Action item => With the pictures left aside, write out the entries that follow exactly.

Source data =>
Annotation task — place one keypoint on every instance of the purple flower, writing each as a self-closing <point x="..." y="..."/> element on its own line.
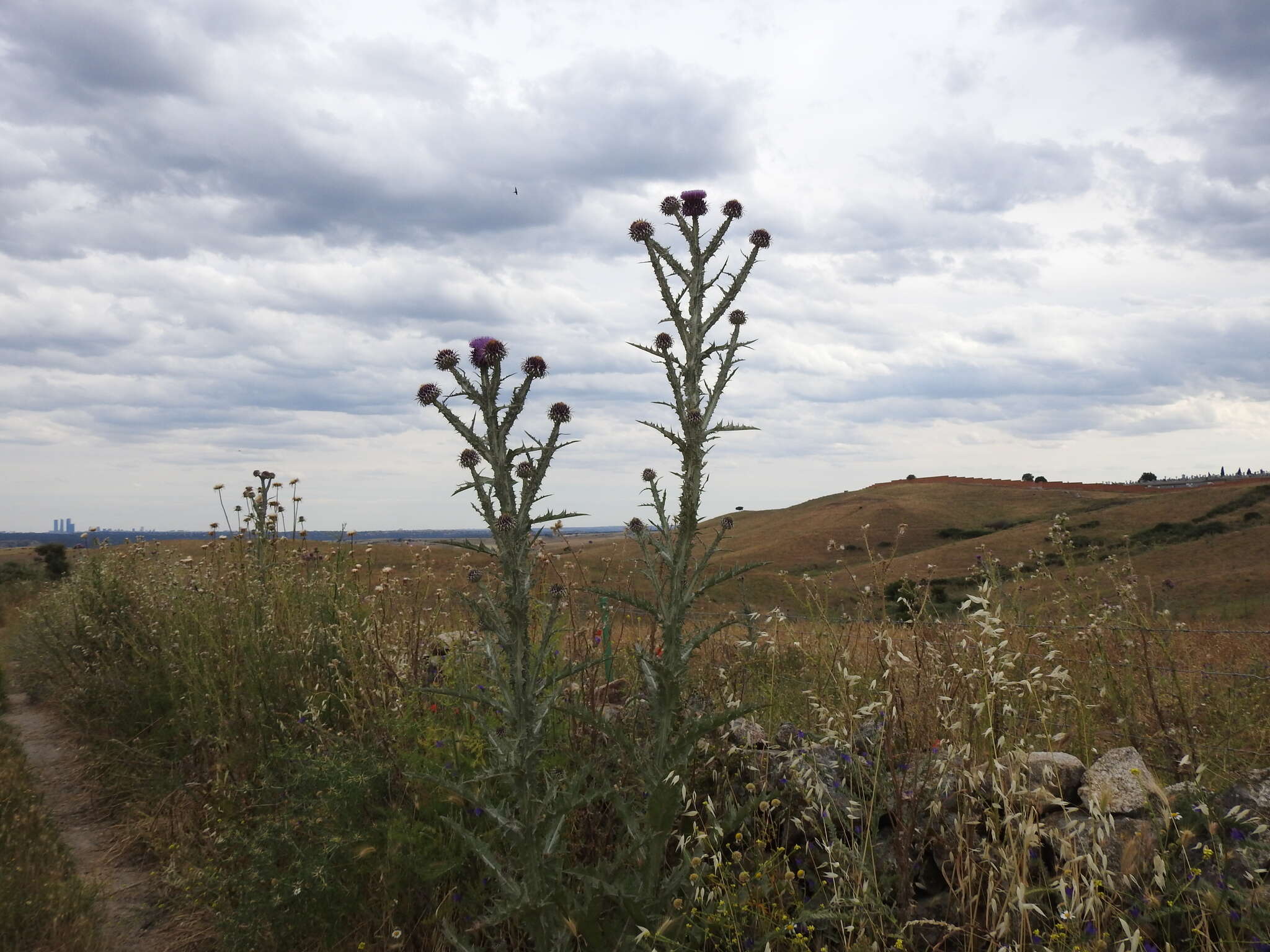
<point x="478" y="346"/>
<point x="694" y="202"/>
<point x="641" y="230"/>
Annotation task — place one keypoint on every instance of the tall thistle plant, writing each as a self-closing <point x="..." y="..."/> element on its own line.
<point x="677" y="562"/>
<point x="507" y="480"/>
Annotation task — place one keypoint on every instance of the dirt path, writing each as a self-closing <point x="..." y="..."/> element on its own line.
<point x="133" y="918"/>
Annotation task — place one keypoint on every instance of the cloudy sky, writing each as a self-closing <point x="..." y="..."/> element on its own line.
<point x="1008" y="235"/>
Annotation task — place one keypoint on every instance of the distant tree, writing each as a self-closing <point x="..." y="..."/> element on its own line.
<point x="54" y="557"/>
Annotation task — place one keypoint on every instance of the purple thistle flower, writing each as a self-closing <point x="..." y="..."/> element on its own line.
<point x="641" y="230"/>
<point x="694" y="202"/>
<point x="478" y="346"/>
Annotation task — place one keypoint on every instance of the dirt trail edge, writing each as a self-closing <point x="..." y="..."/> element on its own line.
<point x="131" y="917"/>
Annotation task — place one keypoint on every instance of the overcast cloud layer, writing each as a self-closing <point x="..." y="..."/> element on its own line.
<point x="1028" y="235"/>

Response below =>
Annotation task — place one keypoint on every instance of the purple flower, writing each as a self-closing <point x="..." y="..."/> element on its own line.
<point x="478" y="346"/>
<point x="694" y="202"/>
<point x="641" y="230"/>
Annotation task — place one keypoint on every instance of the tall thistle plant, writing each as a self-closing <point x="..." y="..."/> element on its own line.
<point x="677" y="562"/>
<point x="507" y="480"/>
Annotation task — place one keypoint on every instance of the dirt path, writing each as a self-closing <point x="..." y="..."/> element on its own line.
<point x="133" y="918"/>
Annotation task — place one keypoint on every instance of the cloudy sky, writing each as a self-closing <point x="..." y="..."/> element on its own line.
<point x="1008" y="235"/>
Annotation task — place one keypoint on every instance of the distant tree, writing each as a self-closing <point x="..." y="..."/> element on its own line.
<point x="54" y="557"/>
Annotation task — place one keypoint on every instance of the purple thistle flower, writing each as a self-closing <point x="..." y="..."/> element on its own line.
<point x="641" y="230"/>
<point x="694" y="202"/>
<point x="478" y="346"/>
Annotation task — place one keypoint on every instance of the dirt trail edge, writing each as a self-closing <point x="..." y="..."/> element on its own line.
<point x="131" y="917"/>
Annotation task — place one keypoint on every instance of the overcast cloud layer, writing each as a self-closing <point x="..." y="..."/> element on its own line.
<point x="1028" y="235"/>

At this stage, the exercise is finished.